*** EXCERPTED RECORDS Section Begins ***

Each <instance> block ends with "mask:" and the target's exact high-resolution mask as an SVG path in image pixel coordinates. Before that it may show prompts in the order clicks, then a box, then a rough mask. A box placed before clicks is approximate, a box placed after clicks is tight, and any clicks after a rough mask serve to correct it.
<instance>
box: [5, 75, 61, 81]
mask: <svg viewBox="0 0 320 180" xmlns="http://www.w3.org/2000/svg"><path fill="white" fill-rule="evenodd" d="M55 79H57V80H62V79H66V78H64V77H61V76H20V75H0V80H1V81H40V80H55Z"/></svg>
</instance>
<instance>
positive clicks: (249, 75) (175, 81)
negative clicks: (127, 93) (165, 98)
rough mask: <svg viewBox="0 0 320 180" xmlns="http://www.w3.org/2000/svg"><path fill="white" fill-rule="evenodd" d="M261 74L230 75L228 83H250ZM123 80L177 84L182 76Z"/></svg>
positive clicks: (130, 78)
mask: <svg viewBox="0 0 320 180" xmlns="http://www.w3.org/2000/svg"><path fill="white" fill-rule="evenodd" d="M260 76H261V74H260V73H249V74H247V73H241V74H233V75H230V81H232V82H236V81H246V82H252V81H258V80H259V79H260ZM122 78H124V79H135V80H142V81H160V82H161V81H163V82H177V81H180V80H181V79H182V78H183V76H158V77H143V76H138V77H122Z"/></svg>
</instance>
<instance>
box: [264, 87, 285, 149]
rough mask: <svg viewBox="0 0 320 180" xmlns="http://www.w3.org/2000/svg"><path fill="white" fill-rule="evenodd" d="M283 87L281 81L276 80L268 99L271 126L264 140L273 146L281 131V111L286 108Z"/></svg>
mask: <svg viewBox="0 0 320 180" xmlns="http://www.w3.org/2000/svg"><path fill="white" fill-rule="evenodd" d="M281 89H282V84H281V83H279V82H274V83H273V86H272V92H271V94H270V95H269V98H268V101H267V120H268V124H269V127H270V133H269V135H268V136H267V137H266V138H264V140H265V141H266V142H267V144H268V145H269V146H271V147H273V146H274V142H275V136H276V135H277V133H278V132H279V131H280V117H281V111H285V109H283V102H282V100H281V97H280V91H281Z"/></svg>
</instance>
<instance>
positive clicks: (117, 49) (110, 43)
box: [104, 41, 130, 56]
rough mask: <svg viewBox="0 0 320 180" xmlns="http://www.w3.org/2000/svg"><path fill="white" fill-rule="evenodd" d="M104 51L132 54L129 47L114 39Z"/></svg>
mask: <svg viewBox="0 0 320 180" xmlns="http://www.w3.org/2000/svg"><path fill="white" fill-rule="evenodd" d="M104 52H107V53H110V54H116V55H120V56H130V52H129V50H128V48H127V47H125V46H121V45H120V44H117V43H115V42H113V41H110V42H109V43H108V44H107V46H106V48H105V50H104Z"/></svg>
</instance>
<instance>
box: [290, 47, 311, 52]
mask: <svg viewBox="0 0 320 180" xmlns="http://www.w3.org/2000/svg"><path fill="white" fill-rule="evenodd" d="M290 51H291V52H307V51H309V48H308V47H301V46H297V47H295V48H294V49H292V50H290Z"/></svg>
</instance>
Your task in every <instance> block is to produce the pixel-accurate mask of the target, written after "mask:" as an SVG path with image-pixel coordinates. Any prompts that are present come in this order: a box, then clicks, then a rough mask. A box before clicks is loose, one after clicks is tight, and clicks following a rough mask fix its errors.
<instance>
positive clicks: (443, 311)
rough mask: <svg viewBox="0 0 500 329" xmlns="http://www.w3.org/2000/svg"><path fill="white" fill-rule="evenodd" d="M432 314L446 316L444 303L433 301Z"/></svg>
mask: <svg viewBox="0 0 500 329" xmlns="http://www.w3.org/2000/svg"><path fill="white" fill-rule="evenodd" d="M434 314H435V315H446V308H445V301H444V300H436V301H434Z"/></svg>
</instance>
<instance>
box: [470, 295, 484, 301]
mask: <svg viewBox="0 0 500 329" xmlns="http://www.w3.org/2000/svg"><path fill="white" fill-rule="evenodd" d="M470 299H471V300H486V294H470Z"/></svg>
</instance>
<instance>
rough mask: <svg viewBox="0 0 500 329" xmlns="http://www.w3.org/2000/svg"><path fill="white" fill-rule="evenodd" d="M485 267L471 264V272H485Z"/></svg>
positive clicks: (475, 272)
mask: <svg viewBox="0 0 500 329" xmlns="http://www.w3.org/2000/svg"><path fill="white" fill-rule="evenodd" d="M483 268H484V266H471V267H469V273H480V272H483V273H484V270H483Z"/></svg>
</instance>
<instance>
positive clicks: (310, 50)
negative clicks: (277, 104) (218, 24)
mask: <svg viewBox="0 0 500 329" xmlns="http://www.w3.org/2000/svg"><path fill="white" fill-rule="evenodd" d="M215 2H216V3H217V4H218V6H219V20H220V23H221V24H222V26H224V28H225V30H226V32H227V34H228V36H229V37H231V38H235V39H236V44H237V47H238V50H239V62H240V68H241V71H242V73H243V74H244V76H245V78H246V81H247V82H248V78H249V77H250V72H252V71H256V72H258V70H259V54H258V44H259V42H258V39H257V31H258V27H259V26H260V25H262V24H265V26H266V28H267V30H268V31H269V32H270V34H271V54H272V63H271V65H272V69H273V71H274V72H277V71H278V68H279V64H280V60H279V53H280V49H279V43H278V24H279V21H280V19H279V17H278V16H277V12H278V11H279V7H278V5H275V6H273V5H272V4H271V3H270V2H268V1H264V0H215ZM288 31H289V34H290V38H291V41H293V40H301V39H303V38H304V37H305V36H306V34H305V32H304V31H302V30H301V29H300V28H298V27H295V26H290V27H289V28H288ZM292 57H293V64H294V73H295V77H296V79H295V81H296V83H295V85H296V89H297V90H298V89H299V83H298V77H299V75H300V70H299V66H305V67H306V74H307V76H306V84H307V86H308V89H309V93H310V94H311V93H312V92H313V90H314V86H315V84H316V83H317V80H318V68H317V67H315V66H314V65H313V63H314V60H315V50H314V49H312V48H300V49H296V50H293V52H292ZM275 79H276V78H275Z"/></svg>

*** EXCERPTED RECORDS Section Ends ***

▶ _EXERCISE BRIEF_
Could you copy every line of all the records above word for word, changing nothing and leaving nothing out?

▶ _SOLVED EXERCISE_
Each <instance> block ends with "mask:" and the target's exact high-resolution mask as an SVG path in image pixel coordinates. Before that it may show prompts in the order clicks, then a box, then a rough mask. A box placed before clicks is approximate, a box placed after clicks is tight, and any clicks after a rough mask serve to correct it.
<instance>
box: [5, 75, 61, 81]
mask: <svg viewBox="0 0 320 180" xmlns="http://www.w3.org/2000/svg"><path fill="white" fill-rule="evenodd" d="M55 79H57V80H62V79H66V78H64V77H61V76H20V75H0V80H1V81H40V80H55Z"/></svg>
</instance>
<instance>
positive clicks: (249, 75) (175, 81)
negative clicks: (127, 93) (165, 98)
rough mask: <svg viewBox="0 0 320 180" xmlns="http://www.w3.org/2000/svg"><path fill="white" fill-rule="evenodd" d="M261 74L230 75L228 83H250ZM123 80L177 84L182 76Z"/></svg>
positive clicks: (130, 78)
mask: <svg viewBox="0 0 320 180" xmlns="http://www.w3.org/2000/svg"><path fill="white" fill-rule="evenodd" d="M260 76H261V74H260V73H249V74H247V73H241V74H233V75H230V81H232V82H236V81H246V82H252V81H258V80H259V79H260ZM122 78H124V79H135V80H142V81H160V82H161V81H163V82H177V81H180V80H181V79H182V78H183V76H158V77H143V76H138V77H122Z"/></svg>
</instance>
<instance>
box: [264, 87, 285, 149]
rough mask: <svg viewBox="0 0 320 180" xmlns="http://www.w3.org/2000/svg"><path fill="white" fill-rule="evenodd" d="M283 87L281 81L276 80L268 99L271 126L264 140L273 146L281 131V111L286 108Z"/></svg>
mask: <svg viewBox="0 0 320 180" xmlns="http://www.w3.org/2000/svg"><path fill="white" fill-rule="evenodd" d="M281 89H282V84H281V83H279V82H274V83H273V86H272V92H271V94H270V95H269V98H268V101H267V120H268V124H269V127H270V133H269V135H268V136H267V137H266V138H264V140H265V141H266V142H267V144H268V145H269V146H271V147H273V146H274V142H275V136H276V135H277V133H278V132H279V131H280V117H281V111H285V109H283V102H282V100H281V97H280V91H281Z"/></svg>
</instance>
<instance>
positive clicks: (117, 49) (110, 43)
box: [104, 41, 130, 56]
rough mask: <svg viewBox="0 0 320 180" xmlns="http://www.w3.org/2000/svg"><path fill="white" fill-rule="evenodd" d="M104 51L132 54L129 47L114 39Z"/></svg>
mask: <svg viewBox="0 0 320 180" xmlns="http://www.w3.org/2000/svg"><path fill="white" fill-rule="evenodd" d="M104 52H107V53H110V54H116V55H120V56H130V52H129V50H128V48H127V47H125V46H121V45H120V44H117V43H115V42H113V41H110V42H109V43H108V44H107V46H106V48H105V50H104Z"/></svg>
</instance>
<instance>
box: [290, 47, 311, 52]
mask: <svg viewBox="0 0 320 180" xmlns="http://www.w3.org/2000/svg"><path fill="white" fill-rule="evenodd" d="M290 51H291V52H307V51H309V48H308V47H301V46H297V47H295V48H294V49H292V50H290Z"/></svg>
</instance>
Your task in every <instance> block is to produce the pixel-accurate mask of the target, written after "mask:" as an SVG path with image-pixel coordinates. Any prompts that are present come in this order: a box, then clicks, then a rough mask. A box before clicks is loose, one after clicks is tight, and clicks following a rough mask fix its errors.
<instance>
positive clicks: (443, 311)
rough mask: <svg viewBox="0 0 500 329" xmlns="http://www.w3.org/2000/svg"><path fill="white" fill-rule="evenodd" d="M432 314L446 316L444 303L433 301Z"/></svg>
mask: <svg viewBox="0 0 500 329" xmlns="http://www.w3.org/2000/svg"><path fill="white" fill-rule="evenodd" d="M434 314H435V315H446V308H445V301H444V300H436V301H434Z"/></svg>
</instance>
<instance>
box: [470, 295, 484, 301]
mask: <svg viewBox="0 0 500 329" xmlns="http://www.w3.org/2000/svg"><path fill="white" fill-rule="evenodd" d="M470 299H471V300H486V294H470Z"/></svg>
</instance>
<instance>
rough mask: <svg viewBox="0 0 500 329" xmlns="http://www.w3.org/2000/svg"><path fill="white" fill-rule="evenodd" d="M485 267L471 264V272H485Z"/></svg>
positive clicks: (475, 272)
mask: <svg viewBox="0 0 500 329" xmlns="http://www.w3.org/2000/svg"><path fill="white" fill-rule="evenodd" d="M483 268H484V266H471V267H469V273H480V272H483V273H484V270H483Z"/></svg>
</instance>
<instance>
positive clicks: (310, 50)
negative clicks: (277, 104) (218, 24)
mask: <svg viewBox="0 0 500 329" xmlns="http://www.w3.org/2000/svg"><path fill="white" fill-rule="evenodd" d="M215 2H216V3H217V4H218V6H219V20H220V23H221V24H222V26H224V28H225V30H226V32H227V34H228V36H229V37H231V38H235V39H236V44H237V47H238V50H239V62H240V68H241V71H242V73H243V74H244V76H245V78H246V81H247V82H248V78H249V77H250V72H252V71H256V72H258V70H259V54H258V44H259V42H258V39H257V31H258V27H259V26H260V25H262V24H265V26H266V28H267V30H268V31H269V32H270V34H271V54H272V63H271V65H272V69H273V71H274V72H277V71H278V68H279V64H280V60H279V53H280V49H279V43H278V24H279V21H280V19H279V17H278V16H277V12H278V11H279V7H278V5H275V6H273V5H272V4H271V3H270V2H268V1H264V0H215ZM288 31H289V34H290V38H291V41H293V40H301V39H303V38H304V37H305V36H306V34H305V32H304V31H302V30H301V29H300V28H298V27H295V26H290V27H289V28H288ZM292 57H293V64H294V73H295V77H296V79H295V81H296V83H295V85H296V89H297V90H298V89H299V83H298V77H299V75H300V70H299V66H305V67H306V74H307V76H306V84H307V86H308V89H309V93H310V94H311V93H312V92H313V90H314V86H315V84H316V83H317V80H318V68H317V67H315V66H314V65H313V63H314V60H315V50H314V49H312V48H300V49H296V50H293V52H292ZM275 79H276V78H275Z"/></svg>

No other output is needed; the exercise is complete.